When you reach the line in the listing below that contains "Every instance gets one point. Tag the man wearing gray", begin returning lines exactly as written, and stop after the line that contains "Every instance gets one point. Tag the dock". Return no other lines.

(Information supplied):
-------

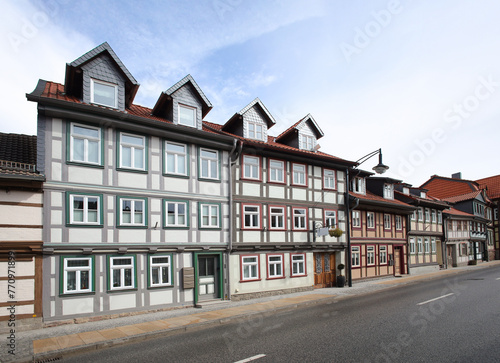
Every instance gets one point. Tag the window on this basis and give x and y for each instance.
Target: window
(132, 152)
(298, 265)
(331, 218)
(328, 179)
(387, 221)
(399, 223)
(276, 171)
(176, 214)
(307, 142)
(356, 222)
(299, 218)
(277, 218)
(355, 256)
(132, 212)
(274, 266)
(388, 191)
(299, 174)
(251, 167)
(160, 271)
(122, 272)
(187, 116)
(370, 220)
(382, 253)
(209, 215)
(209, 164)
(251, 216)
(103, 93)
(255, 131)
(84, 209)
(85, 144)
(412, 245)
(249, 268)
(77, 275)
(176, 158)
(370, 255)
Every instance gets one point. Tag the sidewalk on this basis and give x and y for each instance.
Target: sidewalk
(55, 342)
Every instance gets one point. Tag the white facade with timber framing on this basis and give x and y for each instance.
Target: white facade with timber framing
(136, 201)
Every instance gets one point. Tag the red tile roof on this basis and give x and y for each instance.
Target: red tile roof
(492, 186)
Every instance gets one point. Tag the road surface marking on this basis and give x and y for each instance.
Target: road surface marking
(437, 298)
(255, 357)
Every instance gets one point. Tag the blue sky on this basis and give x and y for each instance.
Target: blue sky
(421, 80)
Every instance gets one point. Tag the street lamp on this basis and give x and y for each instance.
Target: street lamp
(380, 168)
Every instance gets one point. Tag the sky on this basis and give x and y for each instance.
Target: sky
(419, 80)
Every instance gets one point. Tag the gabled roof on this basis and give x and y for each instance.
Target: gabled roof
(308, 118)
(72, 80)
(492, 186)
(255, 103)
(442, 187)
(167, 96)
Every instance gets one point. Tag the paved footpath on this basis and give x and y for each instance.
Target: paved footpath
(55, 342)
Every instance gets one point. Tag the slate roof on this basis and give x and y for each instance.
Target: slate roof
(492, 186)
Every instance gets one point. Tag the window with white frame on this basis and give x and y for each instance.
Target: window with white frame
(77, 275)
(103, 93)
(299, 218)
(370, 255)
(85, 144)
(209, 215)
(274, 266)
(399, 223)
(412, 245)
(251, 167)
(132, 151)
(426, 245)
(299, 174)
(356, 221)
(176, 158)
(328, 179)
(355, 256)
(85, 209)
(370, 220)
(249, 268)
(276, 171)
(160, 273)
(209, 164)
(298, 264)
(251, 216)
(177, 214)
(132, 212)
(382, 253)
(331, 218)
(255, 131)
(388, 191)
(387, 221)
(187, 115)
(122, 272)
(277, 217)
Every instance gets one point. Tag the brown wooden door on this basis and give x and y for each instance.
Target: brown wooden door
(397, 260)
(324, 269)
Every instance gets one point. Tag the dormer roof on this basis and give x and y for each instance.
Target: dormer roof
(74, 78)
(165, 98)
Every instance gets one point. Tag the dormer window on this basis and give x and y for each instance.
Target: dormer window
(255, 131)
(187, 116)
(388, 191)
(103, 93)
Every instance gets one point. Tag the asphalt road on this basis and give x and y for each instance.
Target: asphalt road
(452, 319)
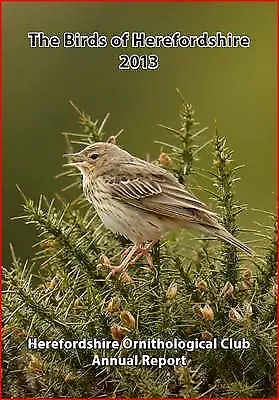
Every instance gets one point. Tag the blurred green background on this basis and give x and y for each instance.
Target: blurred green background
(235, 86)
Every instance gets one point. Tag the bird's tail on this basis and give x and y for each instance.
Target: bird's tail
(229, 238)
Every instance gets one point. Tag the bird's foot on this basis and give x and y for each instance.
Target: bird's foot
(116, 270)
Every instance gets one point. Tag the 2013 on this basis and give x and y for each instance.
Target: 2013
(146, 61)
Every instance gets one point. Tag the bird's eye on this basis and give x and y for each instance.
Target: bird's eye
(94, 156)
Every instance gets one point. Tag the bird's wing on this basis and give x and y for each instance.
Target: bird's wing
(163, 195)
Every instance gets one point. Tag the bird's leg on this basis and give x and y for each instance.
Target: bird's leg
(145, 252)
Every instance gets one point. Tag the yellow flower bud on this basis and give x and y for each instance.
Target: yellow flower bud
(118, 332)
(207, 312)
(114, 305)
(165, 160)
(171, 291)
(234, 315)
(201, 285)
(78, 303)
(127, 319)
(248, 310)
(206, 335)
(227, 290)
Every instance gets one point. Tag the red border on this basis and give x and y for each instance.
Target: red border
(38, 1)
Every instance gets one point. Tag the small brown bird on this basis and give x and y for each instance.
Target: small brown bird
(141, 201)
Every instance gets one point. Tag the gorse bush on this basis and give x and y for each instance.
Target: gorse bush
(198, 290)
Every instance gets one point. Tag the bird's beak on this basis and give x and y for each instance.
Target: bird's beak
(77, 159)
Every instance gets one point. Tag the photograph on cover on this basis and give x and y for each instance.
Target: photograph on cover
(139, 227)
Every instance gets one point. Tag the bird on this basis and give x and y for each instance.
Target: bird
(141, 201)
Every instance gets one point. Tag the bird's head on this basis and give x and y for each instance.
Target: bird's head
(96, 156)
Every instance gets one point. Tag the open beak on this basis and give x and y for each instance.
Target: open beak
(77, 160)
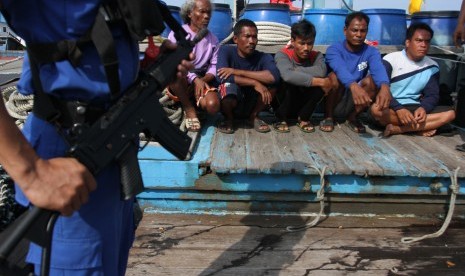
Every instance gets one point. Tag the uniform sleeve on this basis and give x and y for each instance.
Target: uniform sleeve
(376, 67)
(430, 94)
(335, 61)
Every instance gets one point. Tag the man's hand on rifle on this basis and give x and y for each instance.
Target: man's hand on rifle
(59, 184)
(185, 65)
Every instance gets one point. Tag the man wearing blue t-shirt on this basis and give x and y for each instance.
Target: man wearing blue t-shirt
(415, 88)
(354, 89)
(247, 78)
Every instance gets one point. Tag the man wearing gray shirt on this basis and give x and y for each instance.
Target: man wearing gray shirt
(303, 72)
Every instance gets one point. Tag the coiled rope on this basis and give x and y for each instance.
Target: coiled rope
(173, 110)
(320, 195)
(17, 104)
(269, 33)
(454, 187)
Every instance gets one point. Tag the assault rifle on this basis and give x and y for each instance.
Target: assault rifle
(114, 137)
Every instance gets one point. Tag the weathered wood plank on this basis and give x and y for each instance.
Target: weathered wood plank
(342, 151)
(229, 151)
(347, 157)
(259, 245)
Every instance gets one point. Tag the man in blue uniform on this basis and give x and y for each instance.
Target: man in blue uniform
(96, 231)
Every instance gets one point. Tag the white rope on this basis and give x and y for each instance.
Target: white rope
(269, 33)
(320, 195)
(17, 105)
(454, 187)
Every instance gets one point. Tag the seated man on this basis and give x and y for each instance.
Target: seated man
(303, 73)
(248, 79)
(196, 14)
(353, 89)
(415, 88)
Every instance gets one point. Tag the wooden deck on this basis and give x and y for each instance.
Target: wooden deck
(260, 245)
(343, 152)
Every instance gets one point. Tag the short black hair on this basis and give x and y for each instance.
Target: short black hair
(417, 26)
(303, 29)
(243, 23)
(358, 15)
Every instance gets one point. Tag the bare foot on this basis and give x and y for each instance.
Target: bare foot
(427, 133)
(391, 130)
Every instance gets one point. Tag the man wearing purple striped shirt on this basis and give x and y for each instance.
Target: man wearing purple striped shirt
(202, 80)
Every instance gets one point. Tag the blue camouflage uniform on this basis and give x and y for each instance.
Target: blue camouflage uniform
(96, 239)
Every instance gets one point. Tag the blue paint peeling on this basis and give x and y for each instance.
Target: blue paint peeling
(188, 186)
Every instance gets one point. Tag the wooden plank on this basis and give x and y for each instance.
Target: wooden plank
(345, 154)
(409, 154)
(259, 245)
(374, 151)
(229, 151)
(261, 151)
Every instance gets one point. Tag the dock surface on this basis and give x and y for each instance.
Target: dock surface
(260, 245)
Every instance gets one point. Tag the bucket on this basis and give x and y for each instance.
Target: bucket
(221, 21)
(295, 16)
(387, 26)
(278, 13)
(329, 24)
(175, 12)
(443, 24)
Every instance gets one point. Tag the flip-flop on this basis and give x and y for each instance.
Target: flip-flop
(281, 127)
(306, 126)
(258, 125)
(226, 127)
(329, 123)
(460, 147)
(193, 124)
(356, 126)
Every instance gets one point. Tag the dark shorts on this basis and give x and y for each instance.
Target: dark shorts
(412, 108)
(437, 109)
(246, 98)
(345, 106)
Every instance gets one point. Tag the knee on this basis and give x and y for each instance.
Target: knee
(376, 112)
(212, 105)
(450, 116)
(228, 103)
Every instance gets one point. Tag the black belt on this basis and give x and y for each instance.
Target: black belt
(71, 113)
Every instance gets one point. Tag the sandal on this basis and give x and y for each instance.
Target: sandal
(327, 125)
(460, 147)
(356, 126)
(281, 127)
(205, 92)
(306, 126)
(226, 127)
(259, 125)
(193, 124)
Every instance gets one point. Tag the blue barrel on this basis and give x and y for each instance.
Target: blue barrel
(175, 12)
(295, 16)
(329, 24)
(221, 21)
(443, 24)
(278, 13)
(387, 26)
(408, 20)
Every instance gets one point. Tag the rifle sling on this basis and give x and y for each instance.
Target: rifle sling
(50, 108)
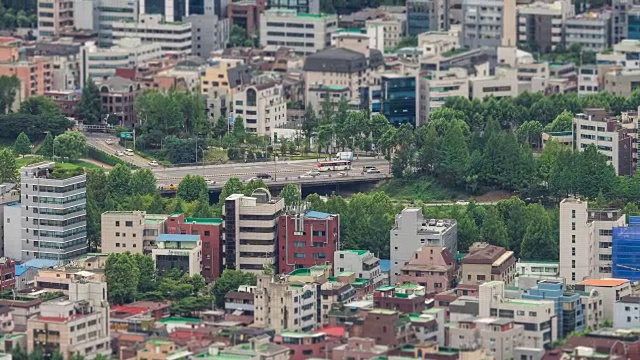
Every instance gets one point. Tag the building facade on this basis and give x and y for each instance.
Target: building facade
(53, 215)
(306, 34)
(412, 231)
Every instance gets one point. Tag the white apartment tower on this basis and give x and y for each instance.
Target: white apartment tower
(585, 240)
(53, 213)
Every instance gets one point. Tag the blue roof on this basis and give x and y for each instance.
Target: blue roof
(385, 265)
(318, 215)
(41, 263)
(178, 237)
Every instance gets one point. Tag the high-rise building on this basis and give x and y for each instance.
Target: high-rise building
(250, 226)
(586, 240)
(53, 215)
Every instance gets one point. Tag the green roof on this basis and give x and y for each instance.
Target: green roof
(179, 320)
(212, 221)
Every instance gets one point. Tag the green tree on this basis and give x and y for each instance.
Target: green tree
(122, 277)
(22, 146)
(46, 149)
(71, 145)
(291, 195)
(143, 182)
(90, 107)
(192, 187)
(493, 229)
(230, 280)
(8, 166)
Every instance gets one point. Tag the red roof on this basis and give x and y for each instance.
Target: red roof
(335, 331)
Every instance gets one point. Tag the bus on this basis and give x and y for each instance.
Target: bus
(336, 165)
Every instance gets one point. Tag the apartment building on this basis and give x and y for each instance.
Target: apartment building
(250, 225)
(498, 336)
(612, 290)
(101, 63)
(626, 312)
(282, 305)
(486, 262)
(610, 137)
(541, 24)
(412, 230)
(363, 263)
(53, 213)
(306, 34)
(307, 239)
(174, 38)
(178, 251)
(537, 316)
(130, 231)
(348, 67)
(592, 30)
(585, 240)
(482, 23)
(394, 30)
(262, 106)
(112, 12)
(427, 15)
(79, 325)
(54, 16)
(432, 267)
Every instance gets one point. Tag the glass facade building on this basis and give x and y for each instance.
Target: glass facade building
(626, 250)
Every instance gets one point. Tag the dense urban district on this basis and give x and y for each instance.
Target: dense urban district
(319, 179)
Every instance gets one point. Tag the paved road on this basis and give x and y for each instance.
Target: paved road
(279, 170)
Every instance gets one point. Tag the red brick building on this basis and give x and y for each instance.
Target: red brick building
(7, 274)
(210, 231)
(307, 239)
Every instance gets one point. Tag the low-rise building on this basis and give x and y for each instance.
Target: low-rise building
(130, 231)
(307, 239)
(488, 263)
(432, 267)
(304, 33)
(178, 251)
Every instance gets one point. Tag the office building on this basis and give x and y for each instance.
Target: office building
(173, 38)
(611, 290)
(427, 15)
(53, 215)
(282, 305)
(307, 239)
(586, 239)
(304, 33)
(79, 325)
(486, 262)
(263, 107)
(100, 63)
(592, 30)
(209, 33)
(412, 230)
(250, 225)
(399, 99)
(178, 251)
(210, 232)
(537, 316)
(482, 23)
(611, 137)
(432, 267)
(130, 231)
(570, 314)
(498, 336)
(54, 16)
(626, 312)
(541, 24)
(363, 263)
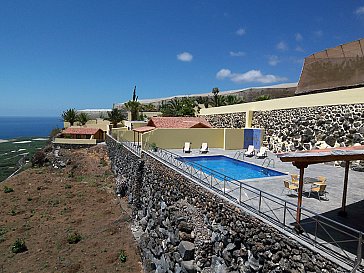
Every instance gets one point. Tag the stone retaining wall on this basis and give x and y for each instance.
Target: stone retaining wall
(310, 127)
(185, 228)
(232, 120)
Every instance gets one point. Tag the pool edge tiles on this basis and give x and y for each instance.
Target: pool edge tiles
(233, 168)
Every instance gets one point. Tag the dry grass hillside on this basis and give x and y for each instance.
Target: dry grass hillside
(68, 218)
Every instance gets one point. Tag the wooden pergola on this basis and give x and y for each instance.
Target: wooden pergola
(302, 159)
(140, 131)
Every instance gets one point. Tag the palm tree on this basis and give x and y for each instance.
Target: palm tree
(83, 118)
(218, 100)
(134, 108)
(231, 99)
(70, 116)
(263, 97)
(115, 116)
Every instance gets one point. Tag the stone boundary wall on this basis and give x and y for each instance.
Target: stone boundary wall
(232, 120)
(304, 127)
(185, 228)
(312, 127)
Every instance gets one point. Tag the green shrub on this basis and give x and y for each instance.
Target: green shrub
(74, 238)
(38, 159)
(8, 189)
(19, 246)
(122, 256)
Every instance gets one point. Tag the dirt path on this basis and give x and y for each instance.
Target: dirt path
(49, 205)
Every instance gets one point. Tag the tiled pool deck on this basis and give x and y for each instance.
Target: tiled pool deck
(335, 178)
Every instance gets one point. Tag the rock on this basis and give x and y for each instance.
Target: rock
(189, 266)
(186, 250)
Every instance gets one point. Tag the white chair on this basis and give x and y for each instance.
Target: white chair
(250, 151)
(204, 148)
(262, 152)
(187, 147)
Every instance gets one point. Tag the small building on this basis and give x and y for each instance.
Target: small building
(80, 137)
(179, 122)
(84, 133)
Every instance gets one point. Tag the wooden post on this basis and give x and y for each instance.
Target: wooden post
(302, 167)
(345, 190)
(300, 191)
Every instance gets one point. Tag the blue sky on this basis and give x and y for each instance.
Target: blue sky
(64, 54)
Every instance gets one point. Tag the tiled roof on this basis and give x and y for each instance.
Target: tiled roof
(143, 129)
(80, 131)
(179, 122)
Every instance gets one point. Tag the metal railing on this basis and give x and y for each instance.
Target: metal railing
(134, 147)
(269, 161)
(339, 241)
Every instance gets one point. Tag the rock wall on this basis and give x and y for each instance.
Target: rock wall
(232, 120)
(312, 127)
(184, 228)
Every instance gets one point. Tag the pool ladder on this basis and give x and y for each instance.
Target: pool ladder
(269, 161)
(239, 154)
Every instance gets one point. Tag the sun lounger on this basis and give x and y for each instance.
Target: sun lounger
(320, 190)
(204, 148)
(187, 147)
(250, 151)
(262, 152)
(289, 187)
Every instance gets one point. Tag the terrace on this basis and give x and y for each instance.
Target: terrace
(321, 226)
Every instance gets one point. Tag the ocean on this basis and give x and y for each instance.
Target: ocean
(19, 127)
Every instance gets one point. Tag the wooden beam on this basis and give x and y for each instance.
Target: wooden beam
(345, 190)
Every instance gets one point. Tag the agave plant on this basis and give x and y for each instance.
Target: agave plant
(70, 116)
(83, 118)
(115, 116)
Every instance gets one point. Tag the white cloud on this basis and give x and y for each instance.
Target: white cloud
(282, 46)
(223, 73)
(237, 53)
(298, 37)
(318, 33)
(250, 76)
(359, 11)
(185, 57)
(299, 49)
(273, 60)
(240, 32)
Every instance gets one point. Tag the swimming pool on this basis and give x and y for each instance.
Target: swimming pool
(230, 167)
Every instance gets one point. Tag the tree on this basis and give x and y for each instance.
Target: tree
(70, 116)
(133, 106)
(178, 108)
(203, 100)
(232, 99)
(115, 116)
(217, 100)
(148, 107)
(83, 118)
(263, 97)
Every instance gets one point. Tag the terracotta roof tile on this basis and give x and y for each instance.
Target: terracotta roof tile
(179, 122)
(80, 131)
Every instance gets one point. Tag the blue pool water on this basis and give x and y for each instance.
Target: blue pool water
(230, 167)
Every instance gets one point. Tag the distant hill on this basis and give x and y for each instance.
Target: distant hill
(246, 94)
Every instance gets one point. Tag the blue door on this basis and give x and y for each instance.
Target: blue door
(256, 138)
(248, 137)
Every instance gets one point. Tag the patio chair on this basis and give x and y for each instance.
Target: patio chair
(187, 147)
(262, 152)
(322, 180)
(294, 178)
(289, 187)
(204, 148)
(320, 190)
(250, 151)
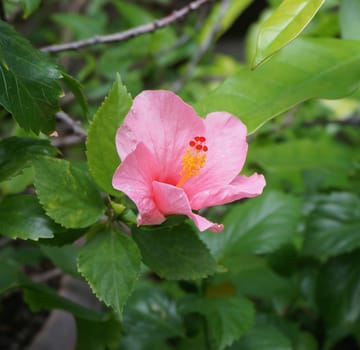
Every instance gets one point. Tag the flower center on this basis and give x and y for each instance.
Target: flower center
(193, 160)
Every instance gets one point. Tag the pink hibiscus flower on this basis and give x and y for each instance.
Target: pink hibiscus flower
(174, 162)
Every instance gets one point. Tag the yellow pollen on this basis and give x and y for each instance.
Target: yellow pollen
(193, 160)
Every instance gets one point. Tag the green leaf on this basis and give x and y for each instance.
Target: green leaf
(175, 252)
(29, 6)
(41, 297)
(329, 161)
(289, 77)
(110, 262)
(261, 282)
(101, 149)
(260, 225)
(67, 193)
(29, 87)
(151, 315)
(349, 15)
(63, 257)
(263, 337)
(76, 88)
(98, 335)
(16, 153)
(228, 318)
(23, 217)
(333, 225)
(283, 26)
(233, 11)
(337, 290)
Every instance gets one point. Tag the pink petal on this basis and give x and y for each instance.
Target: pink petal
(173, 200)
(165, 124)
(227, 148)
(134, 177)
(241, 187)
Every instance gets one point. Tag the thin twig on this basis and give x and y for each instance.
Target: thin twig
(130, 33)
(202, 48)
(351, 121)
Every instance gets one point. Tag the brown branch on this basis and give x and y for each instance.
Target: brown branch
(130, 33)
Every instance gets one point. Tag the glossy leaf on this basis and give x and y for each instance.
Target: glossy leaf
(258, 226)
(63, 257)
(283, 26)
(289, 77)
(150, 315)
(337, 290)
(263, 337)
(67, 192)
(349, 15)
(23, 217)
(333, 225)
(110, 262)
(228, 318)
(101, 149)
(175, 252)
(16, 153)
(29, 87)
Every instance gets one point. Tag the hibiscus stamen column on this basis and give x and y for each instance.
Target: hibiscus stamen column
(193, 160)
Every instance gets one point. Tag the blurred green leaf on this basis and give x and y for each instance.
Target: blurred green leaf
(333, 225)
(260, 225)
(110, 262)
(289, 77)
(23, 217)
(337, 290)
(349, 15)
(9, 272)
(325, 163)
(98, 335)
(17, 153)
(29, 6)
(261, 281)
(82, 26)
(233, 11)
(151, 315)
(41, 297)
(263, 337)
(76, 88)
(63, 257)
(175, 252)
(29, 87)
(67, 192)
(228, 318)
(283, 26)
(101, 149)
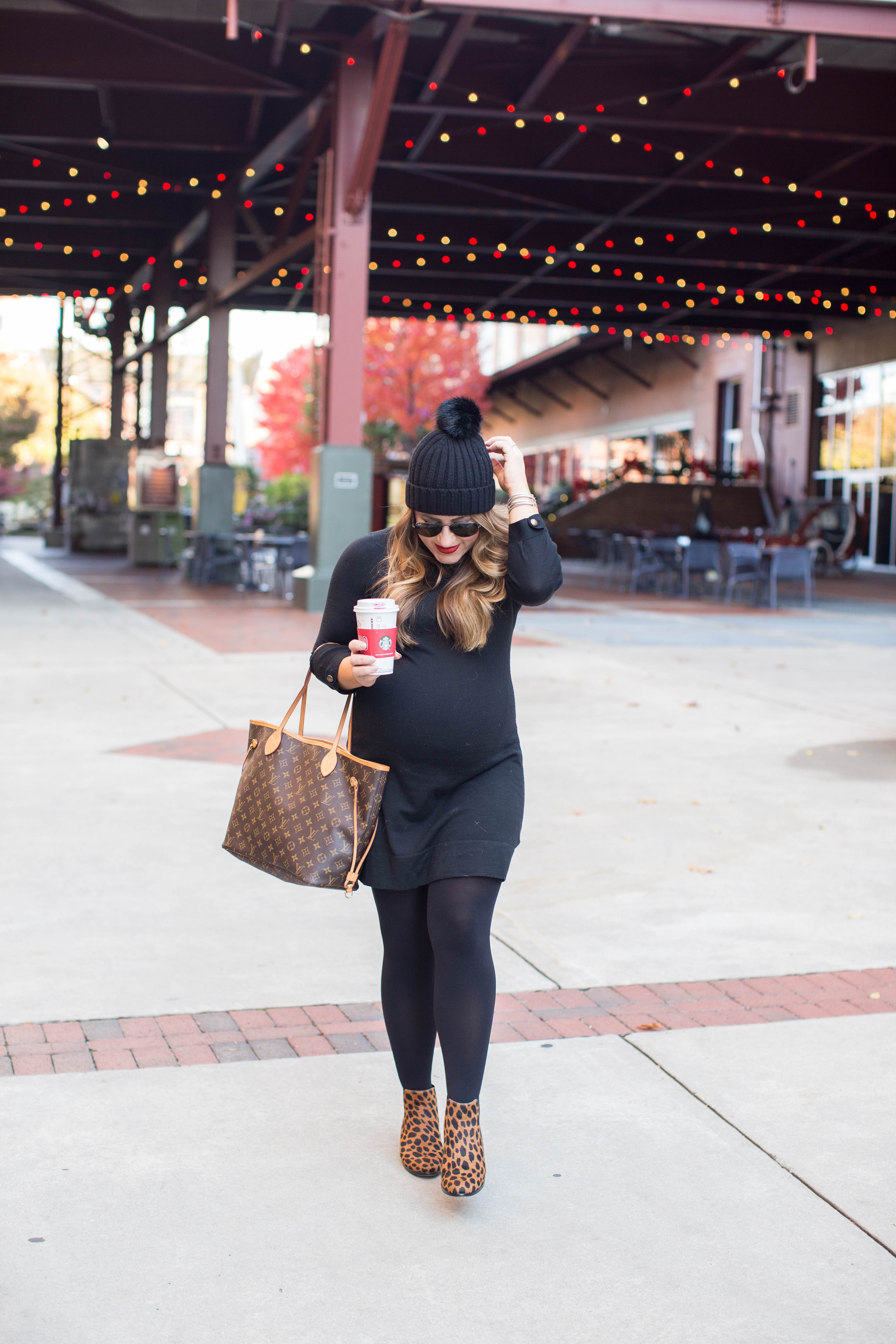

-------

(Result below):
Every instance gets one point. Tag the man wearing gray shirt on this basis and give x and y for each instance.
Target: man wearing gray shirt
(303, 72)
Every instance gets one point. Tag the coiled rope on this basis and give x and y for each instance.
Target: coiled rope
(173, 110)
(320, 195)
(17, 104)
(269, 33)
(454, 187)
Every instance gets one point. Tag the assault rifle on this basis and give x and y for each instance.
Target: assault rifle
(114, 137)
Every instance gets one point. Tag the weathered wood plank on this basis and give x and y for each instance.
Target: weathered wood plank
(342, 151)
(229, 151)
(347, 157)
(259, 245)
Every instance gets one point. Tag the man in blue uniform on this basis and give x and y for each instance.
Target: man in blue uniform
(96, 231)
Every instance gets one point. Tag the white rope on this basis and give x and y for each instance.
Target: white rope
(269, 33)
(320, 195)
(17, 105)
(454, 187)
Every instance gets one point. Tag the seated man on this basis and give x and y for each instance.
Target: seated man
(303, 73)
(248, 79)
(196, 14)
(353, 89)
(415, 88)
Every instance gets one point. Tag the wooden deck on this basis and give x and y for each instance.
Target: wooden deck
(260, 245)
(343, 152)
Every instance gets one point. Tag the short black hair on this basis and give x and y for each instance.
Target: short black hair
(417, 26)
(303, 29)
(243, 23)
(358, 15)
Every instance gets one point. Tag the bare foot on this basis and give x and y for each instance.
Target: bare foot
(427, 133)
(391, 130)
Every instance gets one point. Tag the man wearing purple striped shirt on this basis and give x and y for each instance.
Target: man wearing purple striped shirt
(202, 80)
Every instance gets one point. Tag the blue camouflage uniform on this basis and give x and y for each instance.
Target: blue camouflage uniform
(96, 239)
Every instance gets one point. Tag the blue paint peeling on this basis and give x and y for each instance.
Target: blue paint peeling
(188, 186)
Every instance gets one point. Tag the wooden plank on this basis and give x and y for each instance.
Target: wooden plank
(345, 154)
(409, 154)
(259, 245)
(374, 151)
(229, 151)
(261, 151)
Every instance gets one point. Tag the dock surface on this basis and give x and y for each instance.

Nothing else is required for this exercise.